Work required: Convert the items, from the first line through the line containing "[[472, 172], [109, 110]]", into a numbered list, omitting any blank lines.

Coordinate annotation records:
==============================
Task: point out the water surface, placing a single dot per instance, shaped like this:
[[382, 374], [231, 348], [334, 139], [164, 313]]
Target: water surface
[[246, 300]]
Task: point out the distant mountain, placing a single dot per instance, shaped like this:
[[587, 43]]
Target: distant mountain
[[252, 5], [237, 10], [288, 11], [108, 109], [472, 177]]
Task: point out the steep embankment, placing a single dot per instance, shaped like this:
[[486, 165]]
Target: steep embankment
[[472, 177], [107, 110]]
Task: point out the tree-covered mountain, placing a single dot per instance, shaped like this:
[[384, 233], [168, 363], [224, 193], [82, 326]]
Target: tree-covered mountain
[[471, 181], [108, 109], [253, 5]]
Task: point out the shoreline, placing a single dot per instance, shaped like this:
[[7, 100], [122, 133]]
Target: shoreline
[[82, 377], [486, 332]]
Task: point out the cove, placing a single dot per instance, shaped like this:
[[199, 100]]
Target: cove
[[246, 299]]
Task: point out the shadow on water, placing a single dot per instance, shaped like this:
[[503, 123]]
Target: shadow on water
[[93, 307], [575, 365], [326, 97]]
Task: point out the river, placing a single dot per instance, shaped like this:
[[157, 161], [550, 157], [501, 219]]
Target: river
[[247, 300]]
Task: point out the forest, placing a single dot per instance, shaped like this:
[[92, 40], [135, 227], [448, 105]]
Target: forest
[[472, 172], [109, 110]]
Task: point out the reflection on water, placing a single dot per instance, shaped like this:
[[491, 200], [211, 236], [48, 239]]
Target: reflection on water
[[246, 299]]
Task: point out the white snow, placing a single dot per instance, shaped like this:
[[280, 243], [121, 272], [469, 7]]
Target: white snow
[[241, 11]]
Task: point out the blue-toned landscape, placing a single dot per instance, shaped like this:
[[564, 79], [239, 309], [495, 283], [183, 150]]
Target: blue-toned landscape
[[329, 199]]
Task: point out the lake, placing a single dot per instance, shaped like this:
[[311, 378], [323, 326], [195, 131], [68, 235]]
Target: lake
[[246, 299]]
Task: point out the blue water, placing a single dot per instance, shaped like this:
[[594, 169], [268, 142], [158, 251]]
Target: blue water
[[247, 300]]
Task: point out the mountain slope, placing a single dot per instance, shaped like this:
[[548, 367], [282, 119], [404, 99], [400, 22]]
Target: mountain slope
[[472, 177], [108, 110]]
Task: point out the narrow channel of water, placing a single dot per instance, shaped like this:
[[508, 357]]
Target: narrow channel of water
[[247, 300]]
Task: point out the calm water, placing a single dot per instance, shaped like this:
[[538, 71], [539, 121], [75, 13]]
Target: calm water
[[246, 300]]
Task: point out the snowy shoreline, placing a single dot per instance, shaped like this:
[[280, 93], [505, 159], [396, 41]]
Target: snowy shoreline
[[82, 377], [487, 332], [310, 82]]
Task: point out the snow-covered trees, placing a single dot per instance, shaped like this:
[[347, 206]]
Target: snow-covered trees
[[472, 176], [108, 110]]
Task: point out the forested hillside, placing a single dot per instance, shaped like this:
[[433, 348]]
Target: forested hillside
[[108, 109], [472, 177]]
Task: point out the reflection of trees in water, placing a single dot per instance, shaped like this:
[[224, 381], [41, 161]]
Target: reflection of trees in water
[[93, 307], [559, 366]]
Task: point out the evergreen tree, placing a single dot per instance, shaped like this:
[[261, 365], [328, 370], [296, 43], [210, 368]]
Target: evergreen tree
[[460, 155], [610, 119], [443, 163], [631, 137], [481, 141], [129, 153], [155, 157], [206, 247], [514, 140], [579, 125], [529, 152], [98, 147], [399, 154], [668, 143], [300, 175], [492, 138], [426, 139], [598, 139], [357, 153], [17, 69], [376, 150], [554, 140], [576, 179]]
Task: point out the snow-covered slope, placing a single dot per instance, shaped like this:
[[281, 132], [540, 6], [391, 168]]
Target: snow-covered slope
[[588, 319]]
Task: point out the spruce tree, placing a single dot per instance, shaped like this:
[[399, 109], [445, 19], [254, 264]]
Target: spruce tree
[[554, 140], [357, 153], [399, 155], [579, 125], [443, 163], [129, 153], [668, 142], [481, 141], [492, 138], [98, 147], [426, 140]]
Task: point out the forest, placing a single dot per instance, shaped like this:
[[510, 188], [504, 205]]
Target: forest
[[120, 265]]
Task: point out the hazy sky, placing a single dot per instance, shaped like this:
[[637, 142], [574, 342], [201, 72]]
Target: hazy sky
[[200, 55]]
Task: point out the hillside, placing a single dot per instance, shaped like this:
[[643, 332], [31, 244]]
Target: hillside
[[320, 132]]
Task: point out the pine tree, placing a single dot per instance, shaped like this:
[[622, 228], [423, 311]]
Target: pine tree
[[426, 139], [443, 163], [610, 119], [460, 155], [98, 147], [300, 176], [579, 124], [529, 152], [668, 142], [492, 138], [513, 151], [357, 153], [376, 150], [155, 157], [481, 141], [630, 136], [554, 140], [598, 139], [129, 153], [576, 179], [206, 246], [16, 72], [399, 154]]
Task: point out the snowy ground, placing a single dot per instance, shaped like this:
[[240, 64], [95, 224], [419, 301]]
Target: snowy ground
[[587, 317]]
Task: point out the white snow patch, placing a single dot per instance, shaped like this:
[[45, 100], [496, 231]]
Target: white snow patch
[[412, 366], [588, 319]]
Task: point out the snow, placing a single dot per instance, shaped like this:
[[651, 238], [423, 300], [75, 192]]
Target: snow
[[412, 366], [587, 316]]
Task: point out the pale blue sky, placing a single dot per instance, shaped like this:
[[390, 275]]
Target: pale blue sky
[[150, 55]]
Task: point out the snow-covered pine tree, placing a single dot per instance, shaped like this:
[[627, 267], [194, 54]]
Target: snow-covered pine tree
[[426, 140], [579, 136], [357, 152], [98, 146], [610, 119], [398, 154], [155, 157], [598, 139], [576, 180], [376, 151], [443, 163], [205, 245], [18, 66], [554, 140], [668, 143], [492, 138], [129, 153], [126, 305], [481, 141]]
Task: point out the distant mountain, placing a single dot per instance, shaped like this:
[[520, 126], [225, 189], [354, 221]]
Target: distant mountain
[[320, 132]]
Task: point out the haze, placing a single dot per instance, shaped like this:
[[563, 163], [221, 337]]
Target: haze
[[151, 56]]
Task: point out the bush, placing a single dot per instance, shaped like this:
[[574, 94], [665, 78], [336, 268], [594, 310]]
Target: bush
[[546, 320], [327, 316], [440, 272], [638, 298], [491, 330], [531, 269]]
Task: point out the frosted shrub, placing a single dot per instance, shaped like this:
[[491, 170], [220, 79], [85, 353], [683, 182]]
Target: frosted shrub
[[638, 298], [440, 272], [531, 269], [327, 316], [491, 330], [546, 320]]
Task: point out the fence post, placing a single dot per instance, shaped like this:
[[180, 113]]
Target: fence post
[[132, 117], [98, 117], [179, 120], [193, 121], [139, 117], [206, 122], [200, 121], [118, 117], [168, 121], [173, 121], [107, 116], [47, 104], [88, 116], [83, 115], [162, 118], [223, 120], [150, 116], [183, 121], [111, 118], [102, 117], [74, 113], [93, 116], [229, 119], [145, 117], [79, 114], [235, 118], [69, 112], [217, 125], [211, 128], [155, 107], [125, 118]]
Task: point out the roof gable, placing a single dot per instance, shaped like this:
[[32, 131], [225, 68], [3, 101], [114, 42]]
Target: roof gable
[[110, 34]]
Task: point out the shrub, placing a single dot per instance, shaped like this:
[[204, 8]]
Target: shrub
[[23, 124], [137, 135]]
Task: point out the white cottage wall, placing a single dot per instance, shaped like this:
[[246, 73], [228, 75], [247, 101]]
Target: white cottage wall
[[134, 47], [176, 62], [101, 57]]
==============================
Final result:
1. Task: point out the water surface, placing a single dot per instance, shaped like this:
2. [[382, 374], [231, 348], [334, 139], [164, 313]]
3. Target: water surface
4. [[246, 300]]
5. Task: point out the distant mountain, placing a single dot per instance, shaped like this:
6. [[587, 43]]
7. Target: distant mountain
8. [[252, 5], [237, 10], [288, 11], [108, 109], [472, 177]]
9. Task: point out the steep embankment, placing a single dot per instance, shaped like this:
10. [[486, 165]]
11. Target: steep embankment
12. [[472, 177], [107, 110]]
13. Task: point out the tree-covered mountain, placing a single dot per instance, shaped like this:
14. [[384, 233], [168, 363], [224, 193], [82, 326]]
15. Target: tree-covered mountain
16. [[471, 181], [108, 109], [253, 5]]
17. Task: point out the shoreline, placing a single dot per instance, shaped like this:
18. [[7, 100], [122, 133]]
19. Target: shoreline
20. [[82, 377], [486, 332]]
21. Task: point out the cove, placing a single dot per instance, shaped like this:
22. [[199, 100]]
23. Target: cove
24. [[246, 299]]
25. Task: point out the shadow on water, placing a single dot per instance, shaped like this:
26. [[503, 123]]
27. Target: shadow on water
28. [[93, 307], [575, 365], [326, 97]]
29. Task: point out the river, placing a single dot per instance, shaped like this:
30. [[157, 161], [550, 157], [501, 219]]
31. Target: river
32. [[247, 300]]
33. Task: point out the forest, placing a single dot per instance, shaped like this:
34. [[92, 40], [135, 227], [448, 105]]
35. Target: forest
36. [[472, 172], [109, 110]]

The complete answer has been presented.